### Problem to solve
The entries are to be returned exactly, with images left out.

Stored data
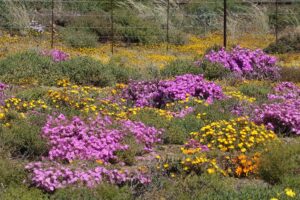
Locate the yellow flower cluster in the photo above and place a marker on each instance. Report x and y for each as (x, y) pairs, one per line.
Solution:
(23, 106)
(235, 135)
(245, 165)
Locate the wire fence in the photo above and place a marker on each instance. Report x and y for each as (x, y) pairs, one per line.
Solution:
(51, 15)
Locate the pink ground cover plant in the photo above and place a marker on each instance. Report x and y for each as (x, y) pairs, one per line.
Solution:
(98, 139)
(52, 176)
(157, 94)
(253, 64)
(283, 115)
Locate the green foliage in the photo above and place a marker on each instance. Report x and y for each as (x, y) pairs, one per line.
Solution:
(79, 38)
(285, 44)
(280, 160)
(291, 74)
(179, 67)
(11, 172)
(28, 67)
(123, 74)
(23, 139)
(133, 29)
(85, 70)
(258, 91)
(213, 71)
(102, 192)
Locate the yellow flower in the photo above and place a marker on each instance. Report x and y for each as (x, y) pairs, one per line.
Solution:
(289, 192)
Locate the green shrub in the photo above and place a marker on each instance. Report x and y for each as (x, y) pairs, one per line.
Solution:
(285, 44)
(213, 71)
(23, 139)
(219, 110)
(291, 74)
(179, 67)
(79, 38)
(21, 192)
(102, 192)
(258, 91)
(123, 74)
(85, 70)
(133, 29)
(280, 161)
(28, 67)
(11, 172)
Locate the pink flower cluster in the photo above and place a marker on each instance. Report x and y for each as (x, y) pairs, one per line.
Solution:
(246, 63)
(56, 55)
(54, 176)
(285, 91)
(3, 87)
(2, 95)
(157, 94)
(95, 139)
(190, 85)
(283, 117)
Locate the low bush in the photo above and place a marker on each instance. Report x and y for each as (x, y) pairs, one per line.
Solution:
(23, 139)
(11, 173)
(85, 70)
(280, 161)
(21, 192)
(286, 44)
(102, 192)
(79, 38)
(28, 67)
(180, 67)
(133, 29)
(259, 91)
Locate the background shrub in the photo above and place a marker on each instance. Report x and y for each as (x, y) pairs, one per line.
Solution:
(285, 44)
(28, 67)
(23, 139)
(11, 172)
(79, 38)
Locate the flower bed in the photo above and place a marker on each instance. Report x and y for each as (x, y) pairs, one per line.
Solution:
(158, 94)
(253, 64)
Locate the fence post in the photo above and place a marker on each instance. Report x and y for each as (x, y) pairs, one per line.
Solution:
(112, 25)
(276, 20)
(168, 23)
(225, 25)
(52, 24)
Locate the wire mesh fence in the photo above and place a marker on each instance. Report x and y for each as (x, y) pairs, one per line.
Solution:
(168, 21)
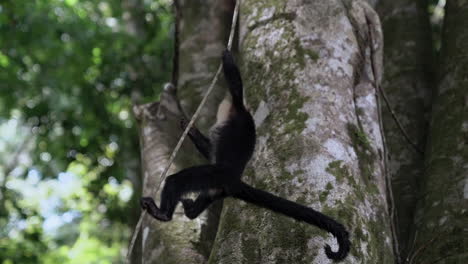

### Expected output
Locate the yellow flower cluster in the photo above and place a marker on each instance. Report x and y for each as (x, y) pairs, one per line.
Solution:
(23, 106)
(235, 135)
(245, 165)
Locate the wire fence in the photo above and place a marker on each instance. Report x and y for each as (x, y) pairs, one per line.
Solution:
(51, 15)
Locate the pink ground cover plant in the photo above and place a marker on each instance. Report x and y for each as (x, y) pairs, one per line.
Solution:
(98, 139)
(52, 176)
(157, 94)
(253, 64)
(283, 115)
Locate the green foliage in the photo above and place a marker on each instance. Report x and y for each as (x, y) pairs, one per line.
Solution:
(79, 38)
(285, 44)
(280, 160)
(291, 74)
(179, 67)
(11, 172)
(28, 67)
(123, 74)
(23, 139)
(133, 29)
(85, 70)
(258, 91)
(213, 71)
(102, 192)
Locate the yellow flower in the photo above and place a marker on each instance. Report x and y for each as (x, y) pairs, one per line.
Solution:
(289, 192)
Locate the green shrub in the photo above and place a marker on each instance. Report x and y for each as (x, y) pairs, one per line.
Solution:
(285, 44)
(213, 71)
(23, 139)
(219, 110)
(291, 74)
(179, 67)
(79, 38)
(21, 192)
(102, 192)
(258, 91)
(123, 74)
(85, 70)
(133, 29)
(280, 161)
(28, 67)
(11, 172)
Locate the pink flower cluster in the photo above and place a marker on each instance. Report x and y for each as (x, y) pairs, one per line.
Solution:
(246, 63)
(56, 55)
(54, 176)
(285, 91)
(3, 87)
(2, 95)
(157, 94)
(95, 139)
(190, 85)
(283, 117)
Locate the low bush in the photo above and place a marker on each instance. Report x and y for each as (x, y) pairs, one per line.
Solution:
(23, 139)
(11, 173)
(85, 70)
(280, 161)
(21, 192)
(286, 44)
(102, 192)
(79, 38)
(28, 67)
(180, 67)
(133, 29)
(259, 91)
Locate the background shrub in the photo above and place a marker on each instance. Report x and y for each as (x, y) pairs, one per line.
Solution:
(285, 44)
(28, 67)
(23, 139)
(11, 172)
(79, 38)
Locate the flower bed in the photo above and place a marker on each instance. Report x and y for each as (x, y) pairs, one per line.
Solution:
(158, 94)
(253, 64)
Locate the fence post in the photo above and place a marker on each instance. Report x and y for each as (x, y) pairs, one per line.
Solution:
(112, 25)
(276, 20)
(168, 23)
(225, 25)
(52, 24)
Locate the wire mesh fence in the photo above and place a marker on each instance. Report x and y for each as (x, y) pairs, one per line.
Solution:
(168, 21)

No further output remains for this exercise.